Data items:
————————

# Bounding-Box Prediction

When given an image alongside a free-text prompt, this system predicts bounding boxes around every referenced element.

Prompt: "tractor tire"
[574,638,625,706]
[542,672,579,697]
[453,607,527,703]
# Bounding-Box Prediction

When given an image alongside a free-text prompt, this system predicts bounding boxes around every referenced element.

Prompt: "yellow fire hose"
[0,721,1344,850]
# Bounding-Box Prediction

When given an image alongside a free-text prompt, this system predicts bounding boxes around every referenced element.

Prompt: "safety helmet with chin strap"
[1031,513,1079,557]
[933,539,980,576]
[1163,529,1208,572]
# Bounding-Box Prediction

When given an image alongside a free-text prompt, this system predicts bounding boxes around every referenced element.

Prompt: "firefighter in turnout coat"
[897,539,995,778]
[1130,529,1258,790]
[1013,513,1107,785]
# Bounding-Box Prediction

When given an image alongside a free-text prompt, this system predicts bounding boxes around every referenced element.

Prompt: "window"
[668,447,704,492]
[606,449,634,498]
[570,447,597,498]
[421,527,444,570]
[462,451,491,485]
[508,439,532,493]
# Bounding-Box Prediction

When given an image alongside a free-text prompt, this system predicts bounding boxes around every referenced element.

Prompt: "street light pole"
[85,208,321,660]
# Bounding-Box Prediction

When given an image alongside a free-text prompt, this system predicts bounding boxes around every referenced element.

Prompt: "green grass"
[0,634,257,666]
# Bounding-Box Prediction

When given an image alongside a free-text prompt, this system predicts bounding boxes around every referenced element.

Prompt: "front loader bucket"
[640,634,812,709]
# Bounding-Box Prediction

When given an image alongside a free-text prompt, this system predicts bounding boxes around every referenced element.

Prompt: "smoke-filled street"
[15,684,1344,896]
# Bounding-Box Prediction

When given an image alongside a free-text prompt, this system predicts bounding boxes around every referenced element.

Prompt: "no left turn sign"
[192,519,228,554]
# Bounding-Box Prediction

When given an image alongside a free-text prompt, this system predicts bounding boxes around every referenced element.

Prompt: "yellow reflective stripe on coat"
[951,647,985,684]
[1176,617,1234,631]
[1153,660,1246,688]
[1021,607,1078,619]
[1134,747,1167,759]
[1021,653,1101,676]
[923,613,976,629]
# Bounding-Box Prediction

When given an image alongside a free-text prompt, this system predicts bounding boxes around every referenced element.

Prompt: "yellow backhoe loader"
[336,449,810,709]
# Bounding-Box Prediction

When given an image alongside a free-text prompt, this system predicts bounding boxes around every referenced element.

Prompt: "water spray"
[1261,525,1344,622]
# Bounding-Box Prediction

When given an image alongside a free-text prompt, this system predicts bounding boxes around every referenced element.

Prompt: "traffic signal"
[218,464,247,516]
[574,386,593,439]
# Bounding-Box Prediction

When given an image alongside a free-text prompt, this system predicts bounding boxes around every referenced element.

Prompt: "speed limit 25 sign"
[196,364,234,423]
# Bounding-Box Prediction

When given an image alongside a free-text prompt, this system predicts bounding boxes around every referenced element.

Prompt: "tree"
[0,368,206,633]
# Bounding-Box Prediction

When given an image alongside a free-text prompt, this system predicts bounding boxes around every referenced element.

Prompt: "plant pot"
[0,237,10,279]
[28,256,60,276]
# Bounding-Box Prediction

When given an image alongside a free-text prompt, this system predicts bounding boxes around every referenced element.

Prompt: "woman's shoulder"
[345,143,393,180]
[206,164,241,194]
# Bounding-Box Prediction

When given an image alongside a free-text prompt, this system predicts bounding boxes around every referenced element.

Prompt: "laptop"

————————

Copy out every line in the listing that contains the string "yellow". Case matters.

◆ EXERCISE ANSWER:
Prompt: "yellow fire hose"
Prompt: "yellow reflective stripe on coat"
Prompt: "yellow backhoe loader"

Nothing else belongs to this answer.